L’altra verità ⋅ Un film di Ken Loach

Prostitute e mercenari, Venere e Marte, sesso e morte. Da sempre esistite (cortigiane e Lanzichenecchi), da sempre ritenute immorali e pertanto esercitate nell’ombra, ai nostri tempi “moderni” e “disinvolti” queste attività sono uscite alla luce del sole, assurte anzi ad uno status socialmente accettato (quando non agognato). Si tratta di un caso esemplare di rivoluzione semantica: è bastato infatti rinominare le categorie suddette “escort” e “contractor” per far sì che il termine anglofono ne mutasse radicalmente la percezione popolare.

Il film di Ken Loach ha il pregio di chiamare le cose con il loro nome e di mostrarne la sempiterna (altra) verità: i “contractors” sono mercenari con licenza di uccidere, per denaro nel migliore dei casi, per godimento psicopatico nel peggiore. Redacted (De Palma, 2007), The Hurt Locker (Bigelow, 2008), Green Zone (Greengrass, 2010): la filmografia sulla guerra in Iraq sembra ripercorrere le stesse, dolorose tappe di quella sul Vietnam, una sorta di lacerante espiazione cinematografica del mai sopito anelito colonialista occidentale, amplificato dall’incombente crisi energetica. E forse L’Altra Verità, pervaso da un’insopprimibile esigenza di chiarezza intellettuale, finisce per cadere in un eccesso di schematismo per cui gli Occidentali sono tutti cattivi, corrotti e senza speranza di riscatto, mentre gli Iracheni si riducono a vittime, senza volto, senza storia, semplici catalizzatori del senso di colpa, meri strumenti narrativi.

☆ ☆ ☆ ☆ ☆

• [Cosa fare]:
a) Riassumi in due frasi la recensione di «L'altra verità».
b) Riprendi la recensione di «L'altra verità» dal punto in cui si interrompe e proseguila.
Le voci qui sotto provengono da una fonte diversa.

☆ ☆ ☆ ☆ ☆

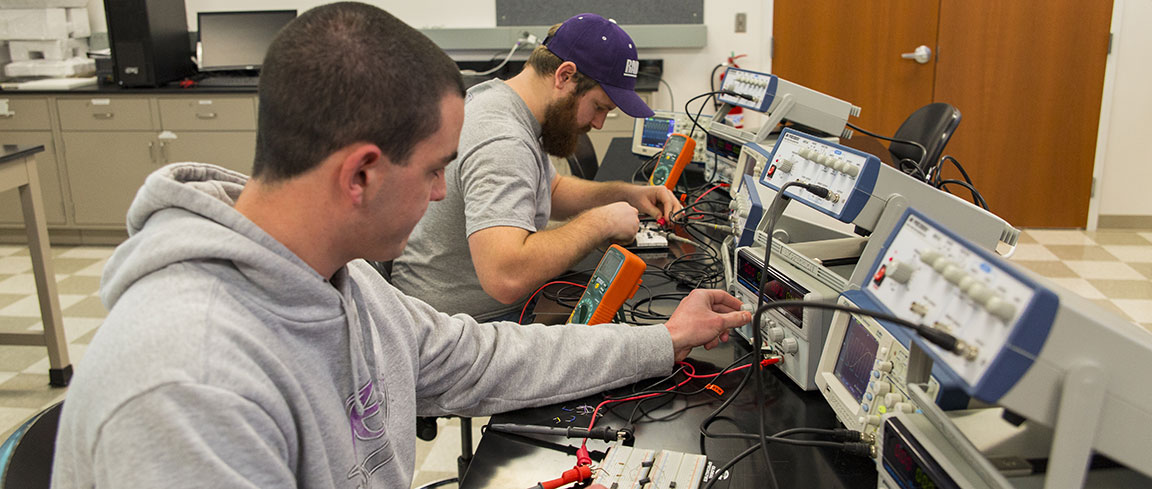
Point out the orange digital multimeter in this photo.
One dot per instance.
(677, 152)
(615, 280)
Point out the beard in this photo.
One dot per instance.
(559, 134)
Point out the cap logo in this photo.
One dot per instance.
(631, 67)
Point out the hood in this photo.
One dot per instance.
(183, 213)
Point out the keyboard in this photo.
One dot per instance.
(229, 81)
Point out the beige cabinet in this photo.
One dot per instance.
(27, 121)
(104, 172)
(220, 130)
(100, 147)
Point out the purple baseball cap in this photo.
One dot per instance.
(604, 52)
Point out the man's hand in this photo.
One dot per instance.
(619, 220)
(704, 317)
(654, 201)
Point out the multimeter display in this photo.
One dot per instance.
(677, 152)
(657, 130)
(615, 279)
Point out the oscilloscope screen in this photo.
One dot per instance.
(857, 355)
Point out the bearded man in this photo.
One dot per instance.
(484, 249)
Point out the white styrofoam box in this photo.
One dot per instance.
(57, 50)
(69, 67)
(42, 4)
(77, 22)
(33, 24)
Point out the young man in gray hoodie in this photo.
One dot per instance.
(247, 346)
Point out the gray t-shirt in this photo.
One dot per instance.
(501, 178)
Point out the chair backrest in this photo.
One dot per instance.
(25, 457)
(583, 163)
(931, 126)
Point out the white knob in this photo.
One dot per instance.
(954, 275)
(923, 54)
(900, 271)
(785, 165)
(979, 293)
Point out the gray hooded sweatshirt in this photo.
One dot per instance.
(226, 361)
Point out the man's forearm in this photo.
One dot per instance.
(542, 256)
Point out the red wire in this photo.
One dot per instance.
(538, 291)
(763, 363)
(690, 371)
(697, 201)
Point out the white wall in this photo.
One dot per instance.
(1127, 166)
(686, 69)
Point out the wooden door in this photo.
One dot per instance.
(850, 50)
(1025, 75)
(1028, 77)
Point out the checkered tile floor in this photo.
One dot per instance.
(1111, 268)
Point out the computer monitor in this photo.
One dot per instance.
(232, 40)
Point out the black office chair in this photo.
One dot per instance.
(583, 163)
(25, 457)
(931, 126)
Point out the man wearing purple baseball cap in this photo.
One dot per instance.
(484, 249)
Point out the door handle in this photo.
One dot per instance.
(923, 54)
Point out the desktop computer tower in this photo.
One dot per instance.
(149, 39)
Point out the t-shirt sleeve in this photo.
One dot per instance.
(499, 185)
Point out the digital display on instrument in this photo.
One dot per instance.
(603, 277)
(909, 464)
(857, 355)
(657, 130)
(777, 288)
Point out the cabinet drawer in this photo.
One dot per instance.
(24, 113)
(192, 113)
(112, 113)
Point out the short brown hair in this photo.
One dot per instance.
(347, 73)
(545, 64)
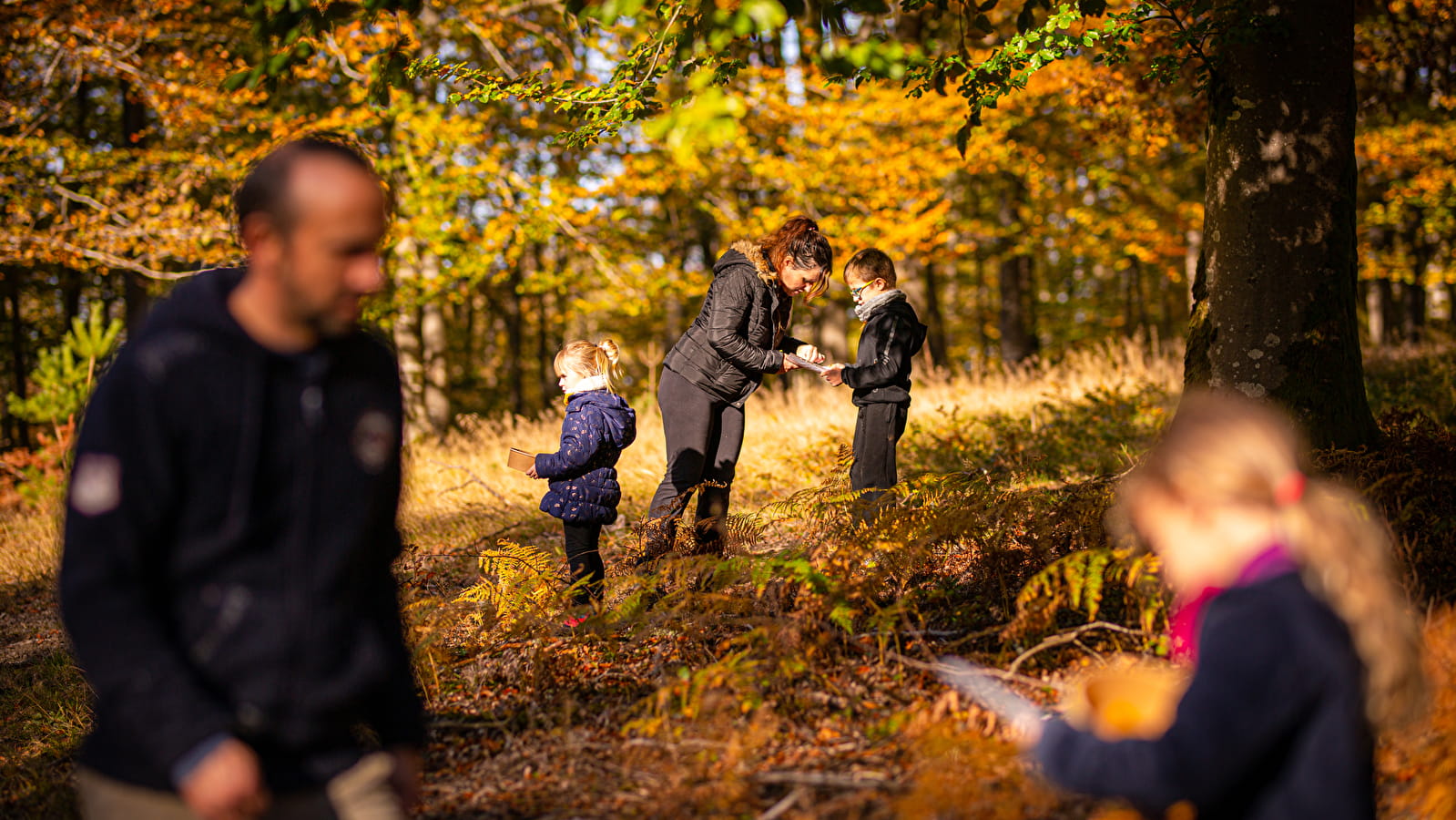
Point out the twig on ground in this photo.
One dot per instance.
(826, 780)
(468, 482)
(789, 802)
(1011, 676)
(1071, 635)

☆ ☆ ☆ ☆ ☆

• [Risposte]:
a) La recensione osserva che prostitute e mercenari, ribattezzati «escort» e «contractor», sono diventati attività socialmente accettate, e loda il film di Ken Loach perché mostra che i contractor sono mercenari che uccidono per denaro o per godimento psicopatico. Colloca il film nella filmografia sulla guerra in Iraq, ma gli rimprovera un eccesso di schematismo, con gli Occidentali tutti cattivi e corrotti e gli Iracheni ridotti a vittime senza volto, semplici strumenti narrativi.

b)
Detto questo, il film di Loach mostra la solita schiettezza registica, l’abituale secchezza narrativa cui l’autore ci ha abituati, e mantiene un buon equilibrio tra passato e presente, tra Liverpool e Baghdad, tra amicizia profonda e rivoltante tradimento, tratteggiando emozioni e sensazioni di un legame virile che trascende regole e ragione. L’Altra Verità è quella inutile che si ottiene con la tortura, per cui la vittima è disposta ad ammettere ciò che l’aguzzino vuole sentire, anche se falso. L’Altra Verità è diversa da quella, appagante, dei revenge-movies, genere al quale Loach si accosta con spietata lucidità: la vendetta non sempre ripara il torto e, comunque, non risana mai le ferite dell’anima, ma lascia il vendicatore da solo di fronte al proprio vuoto morale.

© CultFrame 04/2011

TRAMA
Frankie e Fergus sono amici da una vita. Sin dal loro primo giorno di scuola, e per i successivi venti anni, hanno condiviso gioie e dolori. Decisi a dare una svolta economica alle loro esistenze, nel 2004 i due amici vanno a lavorare come “contractors” guardie di sicurezza di appaltatori inglesi in Iraq. Quando Frankie muore lungo la “Route Irish”, una strada a sud di Baghdad lunga circa 12 km che porta dalla Green Zone al centro città, Fergus, invece di ricorrere alla giustizia ufficiale, decide di condurre da solo le indagini per capire i reali motivi che hanno provocato la morte dell’amico. Tuttavia, la scoperta della verità non sarà sufficiente a riportare in lui la serenità di un tempo.

CREDITI
Titolo originale: Route Irish/ Regìa: Ken Loach/ Sceneggiatura: Paul Laverty/ Fotografia: Chris Menges/ Montaggio: Jonathan Morris/ Scenografia: Fergus Clegg/ Musica: George Fenton/ Interpreti principali: Mark Womack, Andrea Lowe, John Bishop, Geoff Bell, Jack Fortune, Talib Rasool, Craig Lundberg/ Produzione: Sixteen Films, Why Not Productions, Wild Bunch/ Distribuzione: BIM/ Paese: G.B., Francia, Belgio, Italia, Spagna, U.S.A., 2010/ Durata: 109 min.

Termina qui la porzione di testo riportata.